RECORDS SUPPLIED:
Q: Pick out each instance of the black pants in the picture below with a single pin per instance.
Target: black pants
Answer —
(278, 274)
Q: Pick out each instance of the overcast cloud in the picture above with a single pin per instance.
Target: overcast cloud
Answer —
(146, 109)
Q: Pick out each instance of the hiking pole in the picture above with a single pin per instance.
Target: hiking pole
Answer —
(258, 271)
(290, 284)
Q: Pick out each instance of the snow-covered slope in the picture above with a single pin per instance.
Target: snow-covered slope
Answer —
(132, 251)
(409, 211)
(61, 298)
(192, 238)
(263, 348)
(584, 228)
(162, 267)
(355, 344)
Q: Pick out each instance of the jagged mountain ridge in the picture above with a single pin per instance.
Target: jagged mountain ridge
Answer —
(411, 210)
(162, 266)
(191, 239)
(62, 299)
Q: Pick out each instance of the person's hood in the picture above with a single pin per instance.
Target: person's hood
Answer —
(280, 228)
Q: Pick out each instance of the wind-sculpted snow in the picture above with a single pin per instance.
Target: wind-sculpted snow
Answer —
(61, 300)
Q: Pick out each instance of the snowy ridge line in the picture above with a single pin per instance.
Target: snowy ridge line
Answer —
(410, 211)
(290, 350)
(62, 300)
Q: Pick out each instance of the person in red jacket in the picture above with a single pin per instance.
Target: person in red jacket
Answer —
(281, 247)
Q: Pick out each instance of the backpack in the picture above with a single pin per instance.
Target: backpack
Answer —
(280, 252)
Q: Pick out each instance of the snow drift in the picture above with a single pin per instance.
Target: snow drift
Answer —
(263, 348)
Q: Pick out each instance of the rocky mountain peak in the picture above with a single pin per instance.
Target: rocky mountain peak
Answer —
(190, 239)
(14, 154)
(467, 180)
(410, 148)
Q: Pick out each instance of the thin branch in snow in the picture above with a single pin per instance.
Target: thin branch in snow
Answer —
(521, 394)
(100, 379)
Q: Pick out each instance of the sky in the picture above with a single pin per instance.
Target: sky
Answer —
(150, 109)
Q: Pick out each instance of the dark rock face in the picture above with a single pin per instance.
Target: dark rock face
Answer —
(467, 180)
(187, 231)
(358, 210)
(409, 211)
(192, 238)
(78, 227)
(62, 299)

--

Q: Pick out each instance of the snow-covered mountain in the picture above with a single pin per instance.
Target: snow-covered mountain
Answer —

==

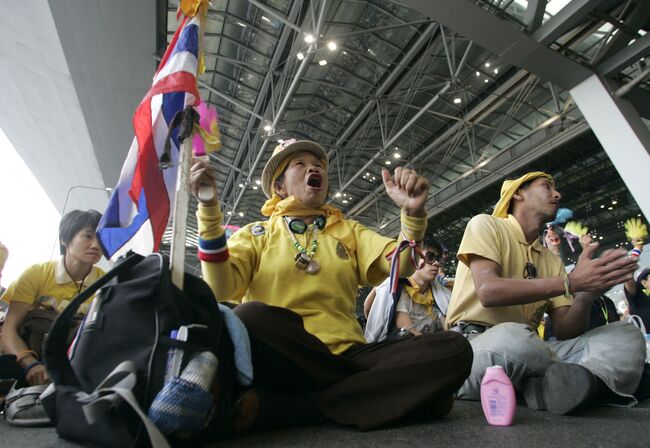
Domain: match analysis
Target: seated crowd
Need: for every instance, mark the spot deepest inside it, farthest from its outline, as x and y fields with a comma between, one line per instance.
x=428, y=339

DESCRIPTION OF THE TASK:
Send back an exact copy of only the lines from the line with "Q: Pick out each instance of the thin" up to and including the line with "Q: Pick out each instance of the sky" in the data above.

FINISHED EXERCISE:
Q: Pick out each instance of the thin branch in snow in the picture above with a single pin per instance.
Target: thin branch in snow
Answer —
(521, 394)
(100, 379)
Q: Pick out each instance of the sky in the picture above with a single pin per instance.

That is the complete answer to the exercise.